Proceeding on this basis, the courts have consistently held in a large number of cases that the right of a residuary legatee or next of kin, before the administration of the estate is complete, is a right against the executors or administrators to have the estate duly administered, and the residue ascertained and disposed of according to the will or according to law. From the nature of the right it follows that it must be treated as situate in the place of administration, or the principal place of administration, of that estate—the place where the executors are, and where they must, or most naturally would, be sued.  The locality, natural or artificially ascribed, of the assets comprising the estate is immaterial.[21]

[19]Livingston (1960) 107 CLR 411, 433.

[20]Ibid 435.

[21]Ibid 435–6.
══════
▶ _What the task asks_
Reproduce word for word the passage on a residuary legatee's rights, starting at the words "Proceeding on this" and ending after "[20]Ibid 435.".

▶ _Information shown_
══════
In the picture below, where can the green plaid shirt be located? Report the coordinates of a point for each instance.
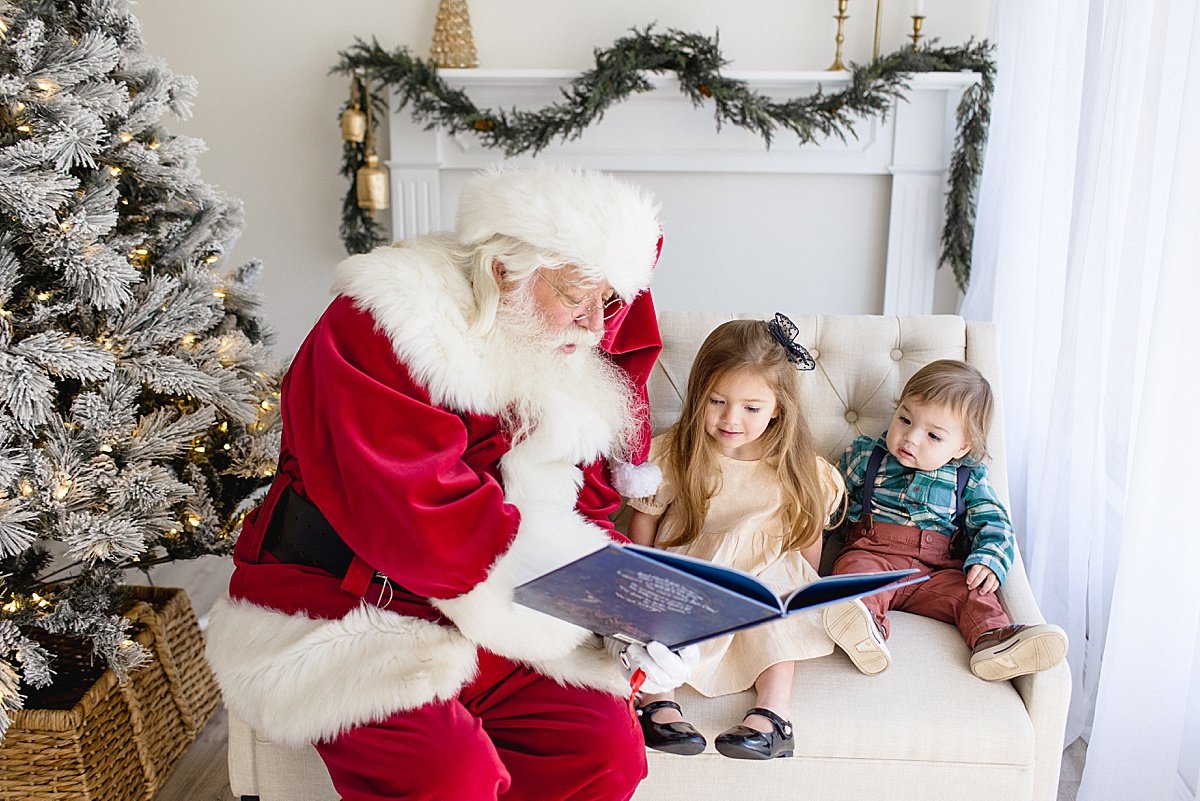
(925, 499)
══════
▶ _Exercise output_
Proceeding on this basis, the courts have consistently held in a large number of cases that the right of a residuary legatee or next of kin, before the administration of the estate is complete, is a right against the executors or administrators to have the estate duly administered, and the residue ascertained and disposed of according to the will or according to law. From the nature of the right it follows that it must be treated as situate in the place of administration, or the principal place of administration, of that estate—the place where the executors are, and where they must, or most naturally would, be sued.  The locality, natural or artificially ascribed, of the assets comprising the estate is immaterial.[21]

[19]Livingston (1960) 107 CLR 411, 433.

[20]Ibid 435.